▸ **Parts of the exercise**
a - In the news article, how many Australian prisoners from the "Bali Nine" case were repatriated over the weekend?
b - Repeat the part of the news article word for word, starting with "The expected return" and going on through "over the weekend.".

▸ **Text section**
[Start of section]

Filipina drugs convict nearly executed in Indonesia to return home Dec. 18

Five Australian drug convicts were repatriated Sunday, but reciprocity will apply in future transfers of foreign prisoners, Indonesian official says.
Tria Dianti
2024.12.16
Jakarta
Filipina drugs convict nearly executed in Indonesia to return home Dec. 18 Filipina Mary Jane Veloso, a death row drugs convict, waves to journalists at the Yogyakarta Class IIB Women’s Correctional Institution in Indonesia’s Wonosari, before her transfer to a Jakarta prison in preparation for her repatriation, Dec. 15, 2024.
Devi Rahman/AFP

Indonesia said it would send home on Wednesday a Filipina death-row inmate who came close to being executed nine years ago over a drug conviction before her punishment was postponed.

The expected return to the Philippines of Mary Jane Veloso will take place days after the last five Australian prisoners from the infamous “Bali Nine” drug trafficking case were repatriated over the weekend.

The returns don’t involve prisoner exchanges, but Ahmad Usmarwi Kaffah, a special staff member in Indonesia’s Ministry of Law and Human Rights, said that reciprocity would apply in future transfers of foreign prisoners.

[End of section]

▸ **Given entries**
[Start of section]

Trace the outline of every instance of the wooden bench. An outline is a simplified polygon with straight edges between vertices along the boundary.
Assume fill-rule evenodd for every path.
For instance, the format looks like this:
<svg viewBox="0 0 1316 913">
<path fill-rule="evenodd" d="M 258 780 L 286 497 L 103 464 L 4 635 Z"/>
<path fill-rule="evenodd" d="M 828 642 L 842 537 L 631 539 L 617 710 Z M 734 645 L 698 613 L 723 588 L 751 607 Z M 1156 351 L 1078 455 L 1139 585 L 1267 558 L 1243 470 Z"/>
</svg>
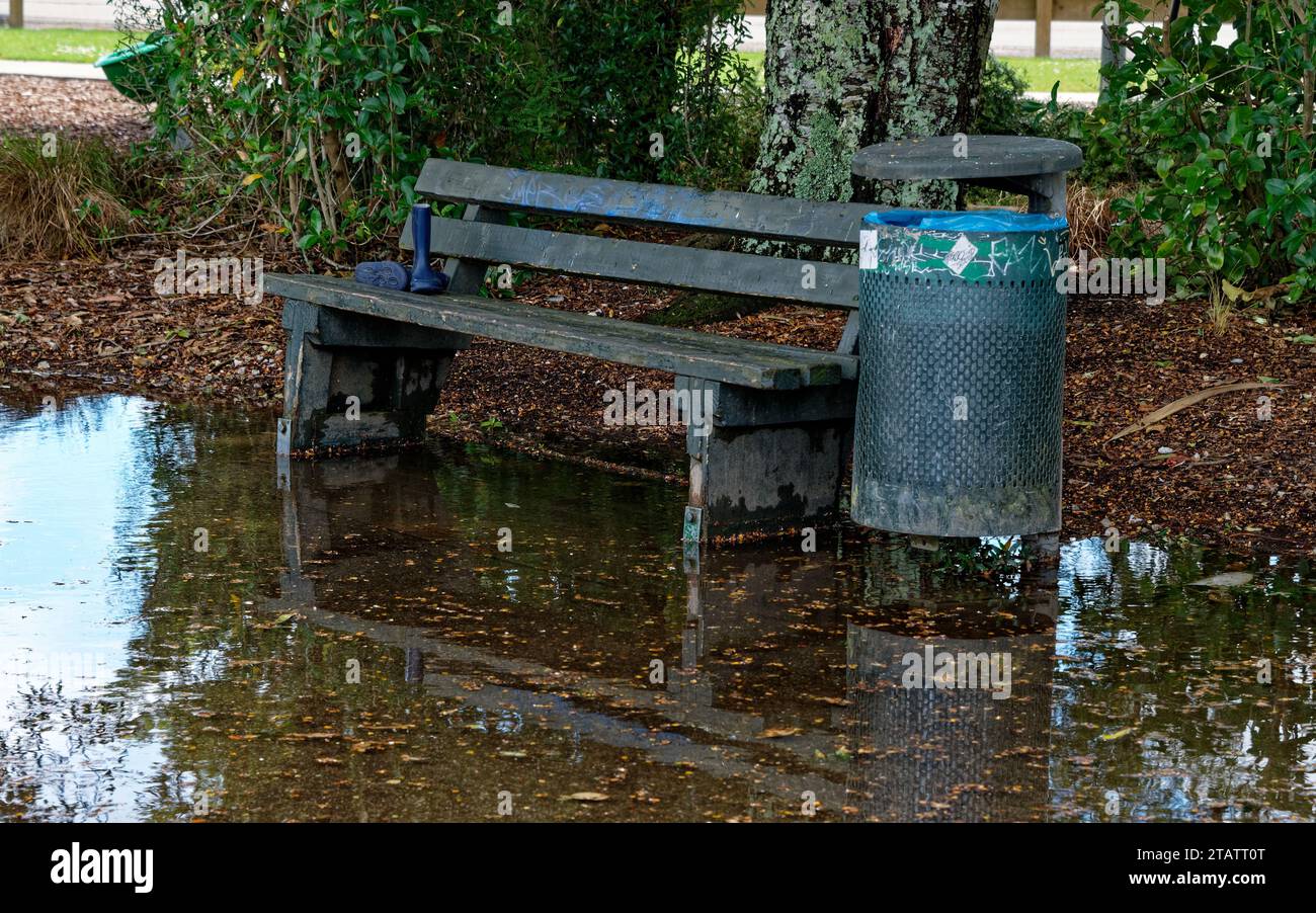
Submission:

[End of section]
[Start of section]

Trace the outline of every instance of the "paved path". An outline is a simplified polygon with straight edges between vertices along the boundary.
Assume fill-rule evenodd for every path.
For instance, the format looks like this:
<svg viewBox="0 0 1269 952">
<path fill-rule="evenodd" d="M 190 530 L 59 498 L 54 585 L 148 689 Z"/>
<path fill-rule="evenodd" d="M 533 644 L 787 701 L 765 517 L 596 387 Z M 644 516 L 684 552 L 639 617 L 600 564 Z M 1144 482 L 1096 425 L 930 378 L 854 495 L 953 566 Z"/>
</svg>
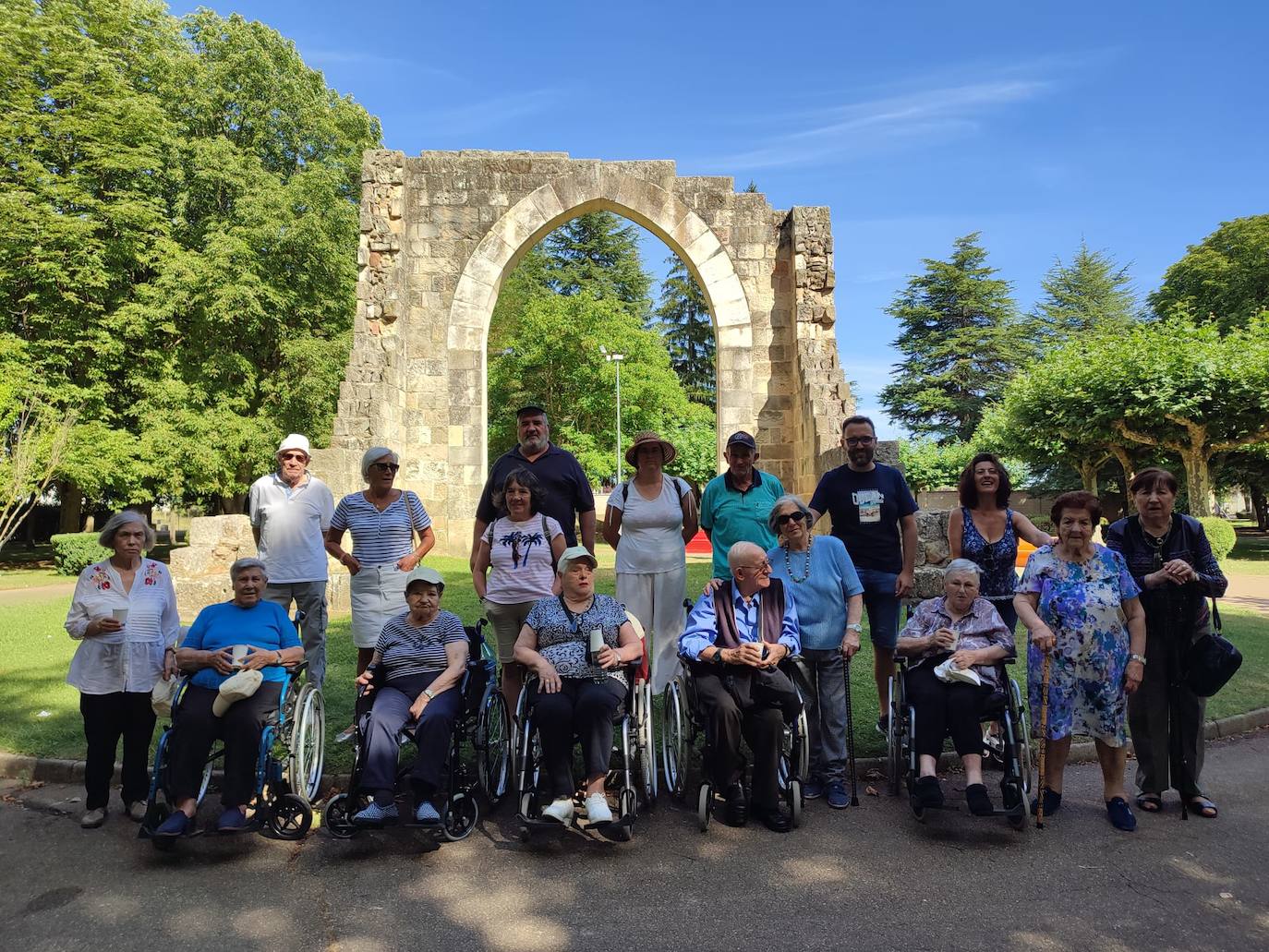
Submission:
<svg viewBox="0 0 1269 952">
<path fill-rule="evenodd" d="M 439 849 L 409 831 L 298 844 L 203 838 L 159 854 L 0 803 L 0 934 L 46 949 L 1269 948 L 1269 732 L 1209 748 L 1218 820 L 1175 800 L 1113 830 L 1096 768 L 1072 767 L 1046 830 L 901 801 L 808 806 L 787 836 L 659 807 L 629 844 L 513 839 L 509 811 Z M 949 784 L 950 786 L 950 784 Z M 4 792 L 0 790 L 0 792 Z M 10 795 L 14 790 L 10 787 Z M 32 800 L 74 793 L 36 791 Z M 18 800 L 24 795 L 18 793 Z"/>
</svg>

[End of section]

▸ **Solution set**
a - Five

b -
The expected return to the Philippines of Mary Jane Veloso will take place days after the last five Australian prisoners from the infamous “Bali Nine” drug trafficking case were repatriated over the weekend.